● **Текст для чтения**
____

Рисаль этого шага не делает и в лоно церкви не возвращается. В последнем письме он заявляет, что предпочитает показаться невежливым, чем отказаться от своих убеждений. Это вызывает раздражение Пастельса, его заключительное послание не так убедительно, и почти все доводы в нем основываются на текстах из Священного писания, а как раз эти доводы Рисаль и не признает. Попытка вернуть в стадо «заблудшую овцу» не удается, переписка прекращается.

Ведя ожесточенный философско-богословский спор с Пастельсом, уделяя много времени предпринимательству, Рисаль осваивает еще одну сферу деятельности — педагогику. Будучи просветителем по своим убеждениям, он верит, что распространение образования само по себе способно изменить условия жизни. Он на себе познал все отрицательные последствия управляемой монахами системы просвещения, посвятив ей немало горьких страниц в «Злокачественной опухоли» и особенно в «Мятеже». На протяжении всей жизни он мечтает заняться педагогической деятельностью, чтобы на практике осуществить свои идеи.

Возможность применить их на практике представляется Рисалю только в Дапитане. Вначале он преподает вместе со своим бывшим учителем Франсиско де Паула Санчесом, а после его отъезда открывает свою школу, где собирает нескольких мальчиков и учит их испанскому и английскому языкам, математике, «а главное, я учу их вести себя как подобает мужчинам». Рисаль не берет плату за учебу, поскольку родители его учеников бедны. После отъезда Санчеса другой иезуит, уже упоминавшийся Обач, высказывает подозрение, что Рисаль сеет в юных сердцах не добрые семена, но плевелы, и школу закрывают.

В Дапитане же Рисаль — поначалу против воли — возобновляет медицинскую практику. Прежде всего он удаляет катаракту у приехавшей к нему матери, что у местных жителей вызывает потрясение: слепая становится зрячей. Сам Рисаль сердится: донья Теодора, ошеломленная удачным исходом операции, абсолютно не слушается сына. «Воодушевленная удачей, — жалуется он, — мама не слушается меня, сама встает, хлопочет по хозяйству, снимает повязку, а мне говорит, что ничего не будет. И вот результат — воспаление… Ее никто и ничто не может удержать, она читает, ходит на свету, трет глаза. Это же просто немыслимо! Теперь я понимаю, что врачам надо действительно запретить лечить членов своей семьи».

____

● **Цель задания**
Каким предметам, согласно отрывку о Рисале, он учит мальчиков в своей школе в Дапитане?

● **Фрагменты строк**
____

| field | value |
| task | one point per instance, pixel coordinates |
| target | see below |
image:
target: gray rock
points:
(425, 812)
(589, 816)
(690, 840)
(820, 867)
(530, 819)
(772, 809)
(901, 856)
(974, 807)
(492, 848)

____

● **Результат задания**
Испанскому и английскому языкам и математике.